What the task asks: Pull out every line of the entries that contains the word "dorsal", treating case as significant.

..............................

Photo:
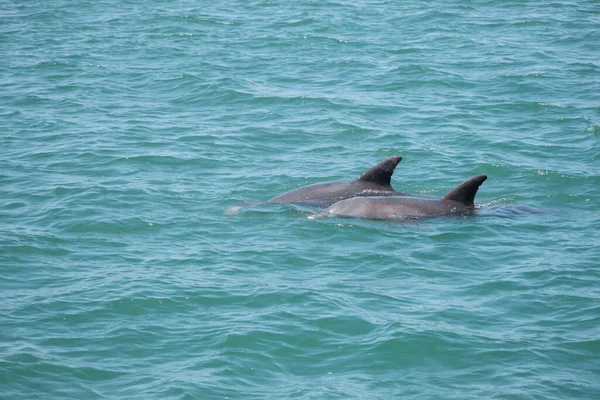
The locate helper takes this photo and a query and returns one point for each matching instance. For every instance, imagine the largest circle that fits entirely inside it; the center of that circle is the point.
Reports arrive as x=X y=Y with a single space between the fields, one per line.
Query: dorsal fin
x=466 y=191
x=381 y=173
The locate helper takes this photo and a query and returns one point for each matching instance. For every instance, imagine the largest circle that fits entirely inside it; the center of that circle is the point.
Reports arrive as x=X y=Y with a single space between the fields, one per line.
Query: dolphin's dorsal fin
x=381 y=173
x=466 y=191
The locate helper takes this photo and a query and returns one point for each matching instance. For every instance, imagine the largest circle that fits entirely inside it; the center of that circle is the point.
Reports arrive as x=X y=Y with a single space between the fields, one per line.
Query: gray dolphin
x=457 y=201
x=374 y=182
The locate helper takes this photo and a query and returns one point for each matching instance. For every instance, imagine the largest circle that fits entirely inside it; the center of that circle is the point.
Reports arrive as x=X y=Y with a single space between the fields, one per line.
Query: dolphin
x=457 y=201
x=373 y=182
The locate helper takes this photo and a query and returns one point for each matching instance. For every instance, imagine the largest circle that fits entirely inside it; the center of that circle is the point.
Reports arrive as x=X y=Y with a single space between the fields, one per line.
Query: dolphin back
x=466 y=191
x=381 y=174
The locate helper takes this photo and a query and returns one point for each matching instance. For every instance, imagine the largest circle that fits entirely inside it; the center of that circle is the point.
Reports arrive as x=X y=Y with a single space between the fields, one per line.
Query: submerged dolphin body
x=374 y=182
x=457 y=201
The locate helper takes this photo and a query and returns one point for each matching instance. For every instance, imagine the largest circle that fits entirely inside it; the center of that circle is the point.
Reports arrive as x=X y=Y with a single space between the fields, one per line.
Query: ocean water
x=132 y=132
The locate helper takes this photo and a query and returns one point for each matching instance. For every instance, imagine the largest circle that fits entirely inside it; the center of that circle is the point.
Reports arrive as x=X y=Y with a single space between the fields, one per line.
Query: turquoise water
x=131 y=131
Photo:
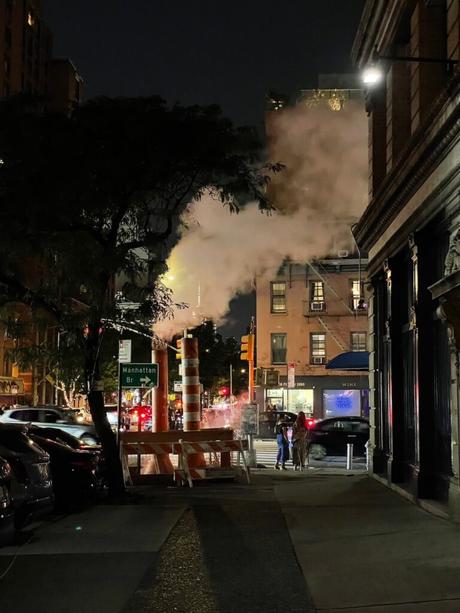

..............................

Full answer:
Query: dorsal fin
Query: dolphin's dorsal fin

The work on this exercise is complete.